WRITTEN EXERCISE » Are you able to quote each entry exactly as written?

— Start TASK INPUTS —

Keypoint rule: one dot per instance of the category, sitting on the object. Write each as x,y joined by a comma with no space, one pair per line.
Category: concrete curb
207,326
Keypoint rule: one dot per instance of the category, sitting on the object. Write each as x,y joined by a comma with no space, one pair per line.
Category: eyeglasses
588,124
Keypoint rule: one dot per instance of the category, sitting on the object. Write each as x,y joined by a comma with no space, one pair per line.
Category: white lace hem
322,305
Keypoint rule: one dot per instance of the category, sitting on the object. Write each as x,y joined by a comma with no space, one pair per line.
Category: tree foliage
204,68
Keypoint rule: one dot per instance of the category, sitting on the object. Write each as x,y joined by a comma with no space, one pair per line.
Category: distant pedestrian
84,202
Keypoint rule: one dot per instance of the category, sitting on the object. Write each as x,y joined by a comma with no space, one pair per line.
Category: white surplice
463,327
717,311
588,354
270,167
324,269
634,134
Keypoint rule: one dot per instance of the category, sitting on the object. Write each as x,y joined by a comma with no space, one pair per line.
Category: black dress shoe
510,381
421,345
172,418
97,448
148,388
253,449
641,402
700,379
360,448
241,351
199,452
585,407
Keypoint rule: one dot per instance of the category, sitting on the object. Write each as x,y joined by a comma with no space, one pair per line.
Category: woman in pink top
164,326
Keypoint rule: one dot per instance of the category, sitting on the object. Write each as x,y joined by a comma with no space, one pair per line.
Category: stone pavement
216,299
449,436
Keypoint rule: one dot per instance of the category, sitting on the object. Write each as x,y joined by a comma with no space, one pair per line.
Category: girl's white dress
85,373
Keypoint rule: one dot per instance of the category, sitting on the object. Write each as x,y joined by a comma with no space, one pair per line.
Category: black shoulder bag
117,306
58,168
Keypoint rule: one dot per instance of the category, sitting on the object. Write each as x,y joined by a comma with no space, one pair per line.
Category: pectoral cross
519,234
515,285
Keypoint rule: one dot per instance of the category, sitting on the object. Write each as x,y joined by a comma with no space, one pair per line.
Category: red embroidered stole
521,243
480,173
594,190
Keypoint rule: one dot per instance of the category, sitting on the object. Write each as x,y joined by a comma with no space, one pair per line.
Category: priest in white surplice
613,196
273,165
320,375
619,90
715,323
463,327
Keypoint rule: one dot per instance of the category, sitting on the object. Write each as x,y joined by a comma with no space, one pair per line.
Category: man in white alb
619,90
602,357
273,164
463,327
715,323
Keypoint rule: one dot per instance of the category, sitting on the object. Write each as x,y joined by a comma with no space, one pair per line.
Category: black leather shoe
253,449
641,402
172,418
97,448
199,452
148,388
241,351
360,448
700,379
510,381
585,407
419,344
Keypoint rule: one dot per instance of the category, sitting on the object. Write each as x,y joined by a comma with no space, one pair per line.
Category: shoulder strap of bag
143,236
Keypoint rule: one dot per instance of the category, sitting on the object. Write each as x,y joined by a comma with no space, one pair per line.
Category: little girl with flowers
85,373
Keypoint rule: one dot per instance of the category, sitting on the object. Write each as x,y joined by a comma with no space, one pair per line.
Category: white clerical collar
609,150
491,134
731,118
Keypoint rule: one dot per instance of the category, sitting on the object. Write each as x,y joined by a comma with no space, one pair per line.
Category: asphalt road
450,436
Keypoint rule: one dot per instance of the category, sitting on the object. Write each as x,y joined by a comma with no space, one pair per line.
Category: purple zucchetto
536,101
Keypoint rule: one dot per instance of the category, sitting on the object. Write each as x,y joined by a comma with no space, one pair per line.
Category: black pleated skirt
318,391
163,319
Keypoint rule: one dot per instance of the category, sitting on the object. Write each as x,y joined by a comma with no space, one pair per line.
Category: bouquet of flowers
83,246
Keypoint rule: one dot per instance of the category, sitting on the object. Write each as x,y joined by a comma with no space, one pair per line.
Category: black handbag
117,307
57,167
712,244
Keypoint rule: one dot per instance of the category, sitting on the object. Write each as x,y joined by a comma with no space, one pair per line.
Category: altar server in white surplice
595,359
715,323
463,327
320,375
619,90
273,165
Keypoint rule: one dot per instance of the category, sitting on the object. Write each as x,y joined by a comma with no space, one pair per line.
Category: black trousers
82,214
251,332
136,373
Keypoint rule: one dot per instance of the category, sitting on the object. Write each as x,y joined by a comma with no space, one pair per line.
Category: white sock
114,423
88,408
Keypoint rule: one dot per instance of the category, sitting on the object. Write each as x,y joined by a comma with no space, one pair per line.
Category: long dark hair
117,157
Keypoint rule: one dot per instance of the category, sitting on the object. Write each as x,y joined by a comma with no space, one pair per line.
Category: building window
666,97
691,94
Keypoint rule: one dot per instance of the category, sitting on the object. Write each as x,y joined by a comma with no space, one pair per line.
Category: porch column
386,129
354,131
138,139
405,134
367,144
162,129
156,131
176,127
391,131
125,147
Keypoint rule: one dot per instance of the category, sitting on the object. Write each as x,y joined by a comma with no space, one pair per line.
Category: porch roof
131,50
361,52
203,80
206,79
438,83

— End TASK INPUTS —

WORKED ANSWER »
Keypoint rule: one dot per instance of the category, sitting on the object. Write each as x,y joined by a comma with no space, one pair per line.
Category: concrete curb
207,326
Keypoint rule: one dot per instance of the category, sitting on the object. Write each as x,y joined by a comma with no space, one pair per line.
Category: eyeglasses
588,124
Keypoint rule: one dot per instance of the category, sitting on the object. Write each as x,y joined by a comma with no space, one pair per line.
Category: white lace hem
322,305
Keypoint rule: one dot per instance of the category, sitting on the object. Write each as x,y joined by a comma with no space, one pair per line.
Category: tree foliage
204,68
Keypoint rule: one dot per instance of the category, sitting on the object. Write each as x,y joined by a comma with no space, one pair per line.
Category: distant pedestrian
84,202
Keypoint rule: one dot per instance of the category, sitting on the object. Write each as x,y joined by a comma with no space, one pair per line.
Category: white surplice
463,327
717,311
588,354
270,167
324,269
634,134
Keypoint rule: one dot per instance of the category, sitting on the object. Write each as x,y joined by a comma with no space, one pair per line.
Category: black dress shoe
510,381
421,345
172,418
97,448
148,388
253,449
641,402
700,379
360,448
241,351
199,452
585,407
Keypoint rule: one dot per instance of the category, sitting on the object. Write each as x,y joined by a comma with no space, one pair per line.
Category: woman in pink top
164,326
Keypoint rule: one dot per instance of the category, sitting on the object. Write each as x,y joined by a comma with no space, one pair per line.
Category: stone pavement
216,299
449,436
Keypoint rule: one dot per instance of the category, sitting on the object. Write each as x,y joined by a comma with no space, one pair per line.
Category: girl's white dress
85,373
Keypoint rule: one dot per instance of the category, sitting on the object. Write each as x,y joined by a comma with no space, one pair per line.
Category: black shoulder bag
117,306
58,168
Keypoint rule: one dot per instance of the category, sitting on the object. Write each as x,y joined by a comma with no space, one pair per line.
Category: pectoral cross
519,234
515,285
Keypoint rule: one dot per instance of the category, sitting on the object. Write each as x,y joined by a comma with no space, one pair per line.
Category: red embroidered stole
521,243
480,173
594,190
Keypoint rule: one dot per instance of the category, sitting on the object. Write each as x,y joined by a comma with no space, one pair per line.
Category: priest in white surplice
613,196
273,165
320,375
619,90
715,323
463,327
Keypoint rule: one dot per instance of the category, sitting on the object. Write each as x,y joined by a comma with no space, one pair per line.
Category: man in white alb
619,90
602,357
273,164
463,327
715,323
Keypoint rule: one dot per instance of the category, sitting on the object. Write each as x,y joined by a comma with no space, one pair per line.
Category: black leather shoe
253,449
641,402
172,418
97,448
199,452
148,388
241,351
360,448
700,379
510,381
585,407
419,344
Keypoint rule: one dot per instance of the category, sitting on the object. Write each as x,y joined by a comma with no space, one pair per line.
Category: shoulder strap of bag
143,236
Keypoint rule: one dot per instance of the category, sitting on the object. Write each as x,y joined by a comma with no space, one pair per line.
Category: little girl with flowers
85,373
Keypoint rule: one dot per instance of the category, sitting on the object. Write each as x,y joined by a comma with no space, one pair per line.
Category: white clerical collar
609,150
491,134
731,118
Keypoint rule: one dot per instance of the category, sitting on the object. Write each as x,y joined by a comma with no space, one pair per line.
Category: asphalt road
450,436
Keypoint rule: one dot per instance of the category, sitting on the object. Write each as x,y joined by a comma with no space, one pair per line.
Category: purple zucchetto
536,101
Keypoint rule: one dot per instance of the category, sitting on the object. Write each as x,y joined by a comma with no space, one pair per line.
Category: black pleated skirt
318,391
163,319
Keypoint rule: one dot per instance of the category, sitting on the object. Write each as x,y joined by a comma with no space, one pair per line.
Category: bouquet of flowers
83,246
Keypoint rule: one dot per instance of the category, sitting on the object. Write each as x,y joined by a comma with no space, one pair per line.
Category: black handbag
117,307
57,167
712,244
Keypoint rule: one dot per instance of the category, sitting on the object. Write each as x,y joined by a comma with no space, one pair per line.
Category: altar server in white surplice
595,359
715,323
463,327
320,375
619,90
273,165
Keypoint rule: one dot per instance of the category, sitting on the object. Write each as x,y joined by a comma with no space, one pair per line.
Category: black trousers
82,214
251,332
136,373
Keypoint rule: one dot per instance of the category, sitting on the object. Write each as x,y joined by a comma with no space, one pair per line.
Category: white sock
114,423
88,408
Keypoint rule: one dot per instance of the category, sitting on the object. Write each as x,y joined by a comma with no space, one pair per line.
Category: long dark hair
117,157
Keypoint rule: one dot per instance of the category, sitting on the object. Write each as x,y joined by a comma with no space, one pair per line.
Category: building window
666,97
691,94
Keypoint rule: one dot per instance of the category, sitting on the object. Write each as x,y joined by a comma with no space, one pair per line.
Category: porch column
386,129
354,131
138,139
405,134
367,144
162,129
156,131
176,127
391,131
125,147
Keypoint rule: one dot per instance of the category, sitting on the object. Write each as x,y joined by a comma with no space, one pair per line.
Category: porch roof
131,50
361,52
203,80
206,79
438,83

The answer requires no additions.